## Task item
All lines from the one including "red car, writing" to the bottom of the entries below should be repeated exactly, both ends kept.

## Given entries
* * *

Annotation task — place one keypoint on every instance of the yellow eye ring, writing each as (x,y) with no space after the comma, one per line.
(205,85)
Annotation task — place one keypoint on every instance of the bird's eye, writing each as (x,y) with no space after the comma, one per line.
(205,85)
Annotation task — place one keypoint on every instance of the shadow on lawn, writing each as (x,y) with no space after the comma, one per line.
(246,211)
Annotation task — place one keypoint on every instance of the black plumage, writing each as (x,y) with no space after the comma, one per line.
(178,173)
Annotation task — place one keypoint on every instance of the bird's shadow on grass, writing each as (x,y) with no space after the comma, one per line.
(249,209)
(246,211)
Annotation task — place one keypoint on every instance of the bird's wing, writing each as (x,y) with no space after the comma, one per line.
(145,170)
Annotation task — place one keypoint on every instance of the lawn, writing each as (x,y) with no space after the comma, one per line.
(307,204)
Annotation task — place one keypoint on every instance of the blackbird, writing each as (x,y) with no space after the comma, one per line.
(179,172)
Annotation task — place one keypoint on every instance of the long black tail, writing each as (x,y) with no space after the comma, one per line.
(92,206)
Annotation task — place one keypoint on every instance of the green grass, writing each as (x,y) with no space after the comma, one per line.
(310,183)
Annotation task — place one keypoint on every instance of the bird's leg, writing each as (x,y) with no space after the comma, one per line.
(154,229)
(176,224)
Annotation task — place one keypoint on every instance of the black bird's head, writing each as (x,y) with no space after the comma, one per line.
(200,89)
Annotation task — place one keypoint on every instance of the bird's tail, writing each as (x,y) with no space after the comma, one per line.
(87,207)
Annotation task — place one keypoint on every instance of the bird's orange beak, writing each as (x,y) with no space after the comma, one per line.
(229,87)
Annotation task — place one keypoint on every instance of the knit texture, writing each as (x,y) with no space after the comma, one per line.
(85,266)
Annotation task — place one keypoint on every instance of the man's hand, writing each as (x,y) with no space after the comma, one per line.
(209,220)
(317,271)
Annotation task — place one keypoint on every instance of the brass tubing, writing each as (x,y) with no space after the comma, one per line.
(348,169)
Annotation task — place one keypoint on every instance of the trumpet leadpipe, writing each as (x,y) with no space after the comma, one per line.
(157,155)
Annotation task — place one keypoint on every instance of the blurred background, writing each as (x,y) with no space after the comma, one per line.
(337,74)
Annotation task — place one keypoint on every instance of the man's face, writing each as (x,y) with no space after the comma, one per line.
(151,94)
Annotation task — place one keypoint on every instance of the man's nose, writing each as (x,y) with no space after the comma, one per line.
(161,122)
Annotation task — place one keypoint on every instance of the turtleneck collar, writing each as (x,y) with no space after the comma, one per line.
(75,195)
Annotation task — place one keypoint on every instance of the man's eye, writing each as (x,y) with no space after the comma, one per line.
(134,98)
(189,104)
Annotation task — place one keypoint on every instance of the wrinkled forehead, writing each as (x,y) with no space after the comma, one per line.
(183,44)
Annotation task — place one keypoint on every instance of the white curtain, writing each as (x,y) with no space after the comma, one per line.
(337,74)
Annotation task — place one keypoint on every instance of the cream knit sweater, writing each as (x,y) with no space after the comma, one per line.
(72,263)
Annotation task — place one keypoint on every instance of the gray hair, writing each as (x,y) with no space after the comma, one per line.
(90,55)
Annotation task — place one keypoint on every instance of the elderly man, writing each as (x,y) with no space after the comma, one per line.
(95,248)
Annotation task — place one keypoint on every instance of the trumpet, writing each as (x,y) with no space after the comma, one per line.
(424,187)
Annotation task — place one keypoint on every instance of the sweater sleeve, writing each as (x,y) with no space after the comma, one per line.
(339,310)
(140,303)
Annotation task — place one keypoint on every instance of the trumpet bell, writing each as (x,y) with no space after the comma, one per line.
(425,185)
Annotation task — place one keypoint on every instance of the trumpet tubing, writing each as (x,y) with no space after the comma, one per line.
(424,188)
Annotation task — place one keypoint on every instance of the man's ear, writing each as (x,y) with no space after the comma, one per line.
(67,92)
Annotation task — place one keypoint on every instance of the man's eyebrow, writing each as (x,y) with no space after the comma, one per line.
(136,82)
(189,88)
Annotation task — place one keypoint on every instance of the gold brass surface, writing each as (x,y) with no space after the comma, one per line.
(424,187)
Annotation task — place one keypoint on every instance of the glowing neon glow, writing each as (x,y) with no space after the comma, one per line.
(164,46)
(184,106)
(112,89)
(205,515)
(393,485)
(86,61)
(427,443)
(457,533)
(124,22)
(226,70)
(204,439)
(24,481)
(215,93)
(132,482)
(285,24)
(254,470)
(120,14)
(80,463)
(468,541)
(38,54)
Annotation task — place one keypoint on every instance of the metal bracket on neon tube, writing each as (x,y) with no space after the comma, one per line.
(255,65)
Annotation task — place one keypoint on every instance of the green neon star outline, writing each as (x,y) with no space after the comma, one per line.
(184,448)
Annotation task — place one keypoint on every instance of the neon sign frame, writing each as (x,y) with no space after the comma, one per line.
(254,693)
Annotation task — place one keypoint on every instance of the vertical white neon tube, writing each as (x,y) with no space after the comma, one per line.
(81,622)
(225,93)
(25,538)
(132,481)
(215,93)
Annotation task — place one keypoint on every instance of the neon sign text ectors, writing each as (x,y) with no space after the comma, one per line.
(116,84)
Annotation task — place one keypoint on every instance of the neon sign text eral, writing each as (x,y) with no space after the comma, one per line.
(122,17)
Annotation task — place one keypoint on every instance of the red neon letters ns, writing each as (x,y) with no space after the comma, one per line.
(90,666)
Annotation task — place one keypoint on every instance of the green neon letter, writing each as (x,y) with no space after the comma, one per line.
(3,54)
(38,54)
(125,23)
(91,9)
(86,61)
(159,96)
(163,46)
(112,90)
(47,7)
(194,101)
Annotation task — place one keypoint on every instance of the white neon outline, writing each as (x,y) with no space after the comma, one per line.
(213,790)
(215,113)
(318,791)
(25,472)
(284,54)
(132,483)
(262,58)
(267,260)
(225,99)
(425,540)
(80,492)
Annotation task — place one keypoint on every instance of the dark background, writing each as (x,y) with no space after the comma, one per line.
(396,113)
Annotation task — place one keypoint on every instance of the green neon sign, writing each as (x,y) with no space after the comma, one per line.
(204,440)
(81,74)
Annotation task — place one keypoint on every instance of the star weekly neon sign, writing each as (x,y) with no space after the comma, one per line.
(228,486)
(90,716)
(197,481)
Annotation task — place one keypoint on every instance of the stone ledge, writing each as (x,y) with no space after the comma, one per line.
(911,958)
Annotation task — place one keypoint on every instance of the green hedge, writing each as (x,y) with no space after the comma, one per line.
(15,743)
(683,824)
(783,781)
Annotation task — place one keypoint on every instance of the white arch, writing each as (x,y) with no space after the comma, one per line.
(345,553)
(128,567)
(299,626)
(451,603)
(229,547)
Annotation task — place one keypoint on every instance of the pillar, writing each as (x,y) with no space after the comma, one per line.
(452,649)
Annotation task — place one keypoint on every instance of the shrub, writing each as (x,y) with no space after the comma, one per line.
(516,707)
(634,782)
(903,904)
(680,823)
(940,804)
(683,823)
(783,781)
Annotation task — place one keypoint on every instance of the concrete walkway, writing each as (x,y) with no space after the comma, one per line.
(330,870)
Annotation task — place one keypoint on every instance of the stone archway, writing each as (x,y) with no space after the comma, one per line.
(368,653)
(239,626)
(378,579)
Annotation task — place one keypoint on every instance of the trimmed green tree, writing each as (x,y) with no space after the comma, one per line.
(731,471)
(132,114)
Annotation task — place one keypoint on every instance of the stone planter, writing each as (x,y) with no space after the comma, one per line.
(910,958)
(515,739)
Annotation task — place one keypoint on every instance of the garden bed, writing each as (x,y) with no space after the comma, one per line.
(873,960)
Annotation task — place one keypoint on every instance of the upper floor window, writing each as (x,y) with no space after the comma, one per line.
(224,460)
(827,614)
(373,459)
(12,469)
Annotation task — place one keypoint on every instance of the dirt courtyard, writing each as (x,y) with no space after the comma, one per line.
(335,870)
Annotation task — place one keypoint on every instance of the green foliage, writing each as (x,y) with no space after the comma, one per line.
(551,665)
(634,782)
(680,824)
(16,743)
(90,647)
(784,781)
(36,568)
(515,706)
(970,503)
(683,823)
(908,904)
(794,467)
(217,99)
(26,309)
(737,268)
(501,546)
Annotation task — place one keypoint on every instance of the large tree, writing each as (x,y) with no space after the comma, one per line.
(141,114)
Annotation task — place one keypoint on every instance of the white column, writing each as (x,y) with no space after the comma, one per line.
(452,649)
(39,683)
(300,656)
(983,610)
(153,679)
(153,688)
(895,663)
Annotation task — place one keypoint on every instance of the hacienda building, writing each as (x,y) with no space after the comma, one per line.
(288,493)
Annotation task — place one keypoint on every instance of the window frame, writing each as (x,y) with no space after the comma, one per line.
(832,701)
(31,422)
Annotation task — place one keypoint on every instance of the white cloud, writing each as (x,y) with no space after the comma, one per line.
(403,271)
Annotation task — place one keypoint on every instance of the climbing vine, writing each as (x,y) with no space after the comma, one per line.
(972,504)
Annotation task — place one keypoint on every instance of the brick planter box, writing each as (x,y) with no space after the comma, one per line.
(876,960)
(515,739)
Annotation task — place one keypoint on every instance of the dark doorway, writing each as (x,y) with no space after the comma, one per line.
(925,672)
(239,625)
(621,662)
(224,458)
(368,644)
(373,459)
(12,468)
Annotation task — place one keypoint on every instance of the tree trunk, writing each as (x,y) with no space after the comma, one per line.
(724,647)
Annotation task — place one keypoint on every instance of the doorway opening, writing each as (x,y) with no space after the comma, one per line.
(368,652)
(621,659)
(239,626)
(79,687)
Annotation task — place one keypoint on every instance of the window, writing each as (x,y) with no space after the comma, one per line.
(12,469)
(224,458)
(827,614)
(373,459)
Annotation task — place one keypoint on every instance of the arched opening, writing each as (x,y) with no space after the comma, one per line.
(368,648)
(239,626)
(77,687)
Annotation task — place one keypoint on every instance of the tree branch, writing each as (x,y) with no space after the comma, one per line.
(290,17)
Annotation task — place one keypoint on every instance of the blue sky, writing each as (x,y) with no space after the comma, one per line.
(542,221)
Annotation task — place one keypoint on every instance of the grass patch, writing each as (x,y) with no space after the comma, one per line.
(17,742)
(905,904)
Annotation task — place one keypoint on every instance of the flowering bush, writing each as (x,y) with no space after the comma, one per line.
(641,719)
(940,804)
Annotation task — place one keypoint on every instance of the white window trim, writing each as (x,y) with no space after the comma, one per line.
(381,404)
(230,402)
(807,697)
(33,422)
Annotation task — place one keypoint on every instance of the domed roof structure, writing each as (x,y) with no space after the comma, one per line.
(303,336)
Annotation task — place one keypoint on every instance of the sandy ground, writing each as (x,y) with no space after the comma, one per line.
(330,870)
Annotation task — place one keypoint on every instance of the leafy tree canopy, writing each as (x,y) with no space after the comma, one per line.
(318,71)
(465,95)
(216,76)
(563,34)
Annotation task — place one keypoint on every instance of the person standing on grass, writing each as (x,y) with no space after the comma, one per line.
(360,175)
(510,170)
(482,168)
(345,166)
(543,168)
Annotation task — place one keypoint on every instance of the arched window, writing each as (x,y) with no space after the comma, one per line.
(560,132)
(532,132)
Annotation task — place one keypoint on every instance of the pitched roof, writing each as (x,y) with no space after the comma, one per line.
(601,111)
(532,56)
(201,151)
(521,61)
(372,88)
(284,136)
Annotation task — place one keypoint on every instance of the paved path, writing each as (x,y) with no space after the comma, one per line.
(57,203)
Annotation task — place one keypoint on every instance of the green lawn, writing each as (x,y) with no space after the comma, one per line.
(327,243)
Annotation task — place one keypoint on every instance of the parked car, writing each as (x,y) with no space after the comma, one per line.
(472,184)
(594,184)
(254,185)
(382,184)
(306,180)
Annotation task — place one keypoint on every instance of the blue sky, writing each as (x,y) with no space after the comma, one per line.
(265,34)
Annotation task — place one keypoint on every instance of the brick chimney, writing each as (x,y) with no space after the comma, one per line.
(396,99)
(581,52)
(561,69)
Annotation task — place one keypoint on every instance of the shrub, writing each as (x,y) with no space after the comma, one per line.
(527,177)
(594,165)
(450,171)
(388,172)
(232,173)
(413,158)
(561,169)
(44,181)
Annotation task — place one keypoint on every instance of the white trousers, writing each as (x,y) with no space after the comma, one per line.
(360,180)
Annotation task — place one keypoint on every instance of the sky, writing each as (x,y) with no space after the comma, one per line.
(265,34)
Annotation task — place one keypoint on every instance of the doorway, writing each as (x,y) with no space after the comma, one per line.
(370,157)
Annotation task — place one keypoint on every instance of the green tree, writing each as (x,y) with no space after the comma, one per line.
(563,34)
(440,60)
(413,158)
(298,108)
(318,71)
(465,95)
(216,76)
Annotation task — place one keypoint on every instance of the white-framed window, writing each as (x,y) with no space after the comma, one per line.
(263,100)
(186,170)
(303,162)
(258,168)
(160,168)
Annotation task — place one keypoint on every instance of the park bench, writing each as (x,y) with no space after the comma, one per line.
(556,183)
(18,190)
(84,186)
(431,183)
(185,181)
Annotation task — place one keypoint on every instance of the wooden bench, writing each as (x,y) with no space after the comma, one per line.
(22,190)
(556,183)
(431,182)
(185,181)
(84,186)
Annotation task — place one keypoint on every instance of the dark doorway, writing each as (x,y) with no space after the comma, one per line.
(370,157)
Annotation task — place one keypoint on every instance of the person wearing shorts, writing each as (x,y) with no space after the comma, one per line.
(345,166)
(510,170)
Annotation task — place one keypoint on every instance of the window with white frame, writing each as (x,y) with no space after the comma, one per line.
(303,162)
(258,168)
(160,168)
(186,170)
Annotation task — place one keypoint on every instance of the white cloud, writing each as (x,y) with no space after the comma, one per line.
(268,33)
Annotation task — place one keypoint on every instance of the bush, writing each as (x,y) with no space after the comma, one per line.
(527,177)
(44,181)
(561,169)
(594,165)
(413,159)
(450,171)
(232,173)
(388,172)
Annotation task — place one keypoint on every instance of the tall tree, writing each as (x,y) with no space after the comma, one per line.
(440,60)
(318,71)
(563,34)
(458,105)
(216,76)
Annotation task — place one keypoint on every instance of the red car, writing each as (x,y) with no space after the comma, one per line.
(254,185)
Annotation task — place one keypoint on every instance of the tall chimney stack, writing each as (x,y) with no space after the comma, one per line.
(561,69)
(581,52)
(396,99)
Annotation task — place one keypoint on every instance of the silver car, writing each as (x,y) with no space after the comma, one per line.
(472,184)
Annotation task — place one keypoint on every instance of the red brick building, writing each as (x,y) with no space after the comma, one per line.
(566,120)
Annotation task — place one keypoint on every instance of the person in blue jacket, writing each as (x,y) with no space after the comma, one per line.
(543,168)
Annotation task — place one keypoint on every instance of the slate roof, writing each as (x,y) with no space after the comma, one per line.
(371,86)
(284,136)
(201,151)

* * *

## Finished task
Annotation task — place one keypoint on every instance of the red car, writing each as (x,y) with no space after the comma, one per line.
(254,185)
Annotation task — place one keypoint on every instance of the tall chimney stack, writing each as (x,y) with no space after the comma, one per line.
(561,69)
(581,52)
(396,99)
Annotation task — place one keypoint on every instance of the silver car, writing each as (x,y) with no space after the comma, one per line.
(472,184)
Annotation task — place one keypoint on every instance of the red brick building, writing each as (x,y) with no space after the comma, one per line.
(566,120)
Annotation task — place one keypoint on every instance of the person in blue jacket, writing each as (x,y) with no space after the comma, one per line.
(543,168)
Annotation task — place one keypoint on every instance of the slate roof, writing each as (x,y) with no space after the comma, one per line.
(371,86)
(284,136)
(201,151)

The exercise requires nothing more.